→ **Page**:

© Marine nationale.
Dans une interview donnée récemment à la rédaction de Mer et Marine,
le chef d'état-major de la Marine nationale, l'amiral Bernard Rogel,
nous offre un grand tour d'horizon de l'actualité de la Flotte. Nous
pouvons en retenir la citation du CEMM qui orne l'entretien : "La marine est au-delà de son contrat opérationnel".
Phrase
qu'il faut entendre dans le sens où la Marine nationale, comme l'Armée
de Terre et l'Armée de l'air, a une activité plus importante que celle
définie dans le "contrat opérationnel" fixée par le livre blanc sur la
défense et la sécurité nationale.
Par
exemple, le livre blanc demande à la Marine nationale d'assurer deux
missions navales permanentes (contre trois précédemment). L'amiral Rogel
de dire que la Royale assure 4 à 5 missions navales permanentes. Ce qui
nous renvoie au propos d'Hervé Coutau-Bégarie (Le meilleur des
ambassadeurs, éditions Economica, 2010) qui décrivait l'orientation
inquiétante de la diplomatie navale, non plus vers des crises
ponctuelles et courtes (à l'instar de "la guerre de la morue") mais bien
vers des engagements de longue durée. Ainsi, la mission Corymbe, dans
son format actuel, est assurée dans le Golfe de Guinée depuis plus de 20
ans.
Engagements
structurants ou ponctuels qu'il faut assurer en plus d'autres missions
comme la dissuasion nucléaire qui demande l'engagement, outre d'un SNLE
en permanence à la mer, de moyens de protection et d'éclairage. Le
potentiel d'Atlantique 2, de frégates anti-sous-marine (ASM), d'avisos
et de SNA (Sous-marin Nucléaire d'Attaque) est consommé pour conduire
cette mission.
Sans
oublier l'engagement du GAn (Groupe Aéronaval) constitué, outre le
porte-avions, d'une frégate ASM, d'une autre de Défense Aérienne (DA),
d'un SNA et d'une unité logistique.
Enfin,
dans la même interview, le chef d'état-major de la Marine confirme,
comme chaque année depuis 1982, que les missions de l'Action de l'Etat
en Mer (AEM) tiennent une place de plus en plus importante au sein de la
Marine nationale. Les zones économiques exclusives ainsi que la
maritimisation des économies imposent de grandes exigences en matière de
maîtrise des espaces aéromaritimes. Parfois ou souvent c'est même une
question de souveraineté territoriale élémentaire. L'ancien CEMM, l'amiral Forissier, expliquait à EchoRadar
qu'en raison de la géographie navale française, il était préférable
d'avoir une Marine nationale et non pas une garde-côtière pour assurer
ces missions. Notons au passage que le développement des énergies
marines demande un accroissement des missions de déminage effectuées par
la Marine nationale.

→ **Données**:
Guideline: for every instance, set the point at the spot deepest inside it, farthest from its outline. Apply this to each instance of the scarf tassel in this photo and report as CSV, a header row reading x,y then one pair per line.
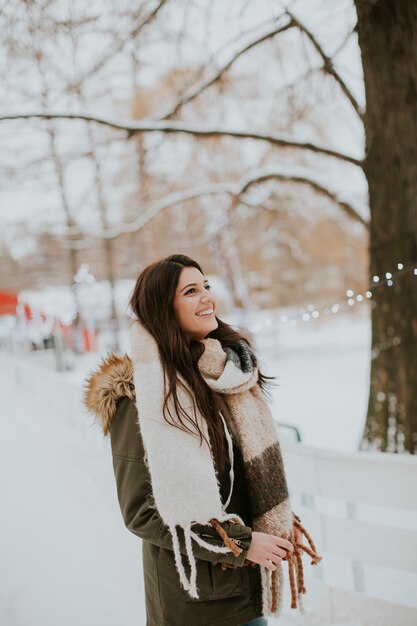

→ **Liste des tâches**:
1. D'après la page consacrée à la Marine nationale, dans quel sens faut-il comprendre la phrase « La marine est au-delà de son contrat opérationnel » ? Répondez en une à trois phrases.
2. Prolongez la page consacrée à la Marine nationale à partir de sa dernière phrase.

→ **Réponses**:
1. Cette phrase signifie que la Marine nationale, comme l'Armée de Terre et l'Armée de l'air, a une activité plus importante que celle définie dans le contrat opérationnel fixé par le livre blanc sur la défense et la sécurité nationale. Par exemple, le livre blanc lui demande d'assurer deux missions navales permanentes, alors que l'amiral Rogel affirme qu'elle en assure quatre à cinq.

2.
Le format de la Marine nationale décidé à travers le livre blanc
se constitue de 4 SNLE, de 6 SNA, d'1 porte-avions, de 3 BPC, de 15
frégates de 1er rang, d'une force de guerre des mines, d'une quinzaine
de patrouilleurs et de 6 frégates de surveillance. C'est ce que nous
proposons d'appeler la "flotte contractuelle", celle qui existe dans le livre blanc, dans les débats budgétaires entre l'Exécutif, le Législatif et Bercy.
Non pas par opposition mais par complément à celle-ci nous proposons de considérer l'existence d'une "flotte virtuelle".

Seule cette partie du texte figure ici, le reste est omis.